— Start of Information shown —

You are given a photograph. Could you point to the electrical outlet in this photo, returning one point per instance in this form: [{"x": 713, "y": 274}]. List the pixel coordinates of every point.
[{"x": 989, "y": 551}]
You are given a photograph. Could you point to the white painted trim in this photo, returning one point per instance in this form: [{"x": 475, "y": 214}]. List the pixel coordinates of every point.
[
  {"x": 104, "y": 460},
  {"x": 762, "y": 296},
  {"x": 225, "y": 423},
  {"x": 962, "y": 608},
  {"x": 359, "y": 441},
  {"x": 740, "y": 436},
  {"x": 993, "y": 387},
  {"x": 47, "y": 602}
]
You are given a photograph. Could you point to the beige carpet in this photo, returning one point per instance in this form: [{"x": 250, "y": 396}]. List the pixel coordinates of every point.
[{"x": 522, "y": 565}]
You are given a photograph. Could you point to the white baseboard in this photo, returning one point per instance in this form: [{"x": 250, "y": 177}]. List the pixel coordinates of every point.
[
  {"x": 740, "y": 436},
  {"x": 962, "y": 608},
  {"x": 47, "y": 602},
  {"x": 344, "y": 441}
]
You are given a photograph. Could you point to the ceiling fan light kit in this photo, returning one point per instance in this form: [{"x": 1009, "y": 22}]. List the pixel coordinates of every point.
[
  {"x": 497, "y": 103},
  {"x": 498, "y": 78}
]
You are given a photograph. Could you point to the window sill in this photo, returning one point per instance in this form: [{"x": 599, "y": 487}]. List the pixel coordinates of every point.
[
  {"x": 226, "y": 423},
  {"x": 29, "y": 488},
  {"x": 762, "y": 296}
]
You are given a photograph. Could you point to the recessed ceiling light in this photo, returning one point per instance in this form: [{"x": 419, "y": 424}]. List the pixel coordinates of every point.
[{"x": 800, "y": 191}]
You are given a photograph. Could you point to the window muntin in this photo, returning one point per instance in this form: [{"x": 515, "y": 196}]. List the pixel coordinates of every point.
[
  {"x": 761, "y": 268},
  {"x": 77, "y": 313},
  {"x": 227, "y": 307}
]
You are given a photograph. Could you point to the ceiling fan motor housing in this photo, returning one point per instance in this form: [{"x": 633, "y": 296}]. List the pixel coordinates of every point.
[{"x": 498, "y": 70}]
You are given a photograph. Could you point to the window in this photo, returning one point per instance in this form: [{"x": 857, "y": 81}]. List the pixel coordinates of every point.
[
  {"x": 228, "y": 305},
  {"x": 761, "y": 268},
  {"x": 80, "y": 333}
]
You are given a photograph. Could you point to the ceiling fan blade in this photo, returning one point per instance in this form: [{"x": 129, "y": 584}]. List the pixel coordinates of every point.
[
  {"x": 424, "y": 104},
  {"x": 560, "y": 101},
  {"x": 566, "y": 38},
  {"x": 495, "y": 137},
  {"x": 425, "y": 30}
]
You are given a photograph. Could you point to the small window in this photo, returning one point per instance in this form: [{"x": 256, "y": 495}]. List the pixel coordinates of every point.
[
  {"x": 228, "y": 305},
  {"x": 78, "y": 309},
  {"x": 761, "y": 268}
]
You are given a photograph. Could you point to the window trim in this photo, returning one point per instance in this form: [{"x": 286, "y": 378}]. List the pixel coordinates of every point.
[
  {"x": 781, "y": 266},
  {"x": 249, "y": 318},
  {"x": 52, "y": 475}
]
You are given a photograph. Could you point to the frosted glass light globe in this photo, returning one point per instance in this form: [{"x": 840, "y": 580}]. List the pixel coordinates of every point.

— End of Information shown —

### [Task directions]
Turn every one of the rows above into a numbered list, one line per item, and drop any blank lines.

### [The output]
1. You are given a photograph. Could you point to the electrical outlet in this photo, returning one point per instance in this form: [{"x": 713, "y": 274}]. List the pixel coordinates of every point.
2. [{"x": 989, "y": 551}]
3. You are given a photograph. Could you point to the white painted trim in this photo, returning one point per instance in this form: [{"x": 475, "y": 214}]. List the pixel coordinates of every point.
4. [
5.   {"x": 104, "y": 460},
6.   {"x": 762, "y": 296},
7.   {"x": 225, "y": 423},
8.   {"x": 962, "y": 608},
9.   {"x": 359, "y": 441},
10.   {"x": 740, "y": 436},
11.   {"x": 993, "y": 387},
12.   {"x": 47, "y": 602}
13. ]
14. You are given a photograph. Could you point to the beige carpet in this photo, returning one point per instance in this form: [{"x": 250, "y": 396}]. List the pixel coordinates of every point.
15. [{"x": 522, "y": 565}]
16. You are given a photograph. Could you point to the white baseboard in this photo, returning one point per instance in this form: [{"x": 250, "y": 177}]. List the pixel coordinates of every point.
17. [
18.   {"x": 740, "y": 436},
19.   {"x": 962, "y": 608},
20.   {"x": 47, "y": 602},
21.   {"x": 344, "y": 441}
22. ]
23. You are given a photograph. Could you point to the ceiling fan light kit in this photo, returning one point per instance in this form: [{"x": 1009, "y": 22}]. List the pixel coordinates of every point.
24. [
25.   {"x": 497, "y": 103},
26.   {"x": 498, "y": 78}
27. ]
28. You are given a photograph. Could you point to the window sill in this photo, returning one point per instance in this form: [{"x": 599, "y": 487}]. List the pixel coordinates of every point.
29. [
30.   {"x": 226, "y": 423},
31.   {"x": 29, "y": 488},
32.   {"x": 762, "y": 296}
33. ]
34. You are given a photograph. Could you point to the recessed ceiling light in this photo, returning one point per instance in this form: [{"x": 419, "y": 424}]. List the pixel coordinates of every point.
35. [{"x": 800, "y": 191}]
36. You are given a photograph. Could you point to the window muntin in this photo, returning one point per instance in this form: [{"x": 515, "y": 196}]. List the pixel coordinates of every point.
37. [
38.   {"x": 761, "y": 268},
39.   {"x": 77, "y": 313},
40.   {"x": 227, "y": 307}
41. ]
42. You are given a photograph. Could you point to the ceiling fan motor housing in this photo, returning one point per instance in this form: [{"x": 633, "y": 296}]. List the pixel coordinates of every point.
43. [{"x": 498, "y": 70}]
44. You are given a photograph. Could you point to the window in this photo, returning one point per instance in this form: [{"x": 857, "y": 81}]. List the pixel coordinates of every point.
45. [
46.   {"x": 228, "y": 305},
47.   {"x": 761, "y": 268},
48.   {"x": 80, "y": 333}
49. ]
50. You are given a photograph. Could you point to the ceiling fan blade in this photo, returning one point per instance in this form: [{"x": 129, "y": 584}]. List the pixel coordinates of every point.
51. [
52.   {"x": 424, "y": 104},
53.   {"x": 560, "y": 101},
54.   {"x": 566, "y": 38},
55.   {"x": 495, "y": 137},
56.   {"x": 425, "y": 30}
57. ]
58. You are given a photograph. Could you point to the small window in this photo, returning one point per instance in this form: [{"x": 256, "y": 495}]. List the pixel coordinates of every point.
59. [
60.   {"x": 228, "y": 305},
61.   {"x": 78, "y": 309},
62.   {"x": 761, "y": 268}
63. ]
64. You are given a photograph. Could you point to the window trim in this photo, returning one point per instance in this form: [{"x": 286, "y": 378}]. List the pixel coordinates of every point.
65. [
66.   {"x": 781, "y": 266},
67.   {"x": 249, "y": 318},
68.   {"x": 52, "y": 475}
69. ]
70. You are given a photograph. Could you point to the frosted glass light globe in this photo, returning one point per instance in this form: [{"x": 840, "y": 580}]. List the pixel coordinates of every point.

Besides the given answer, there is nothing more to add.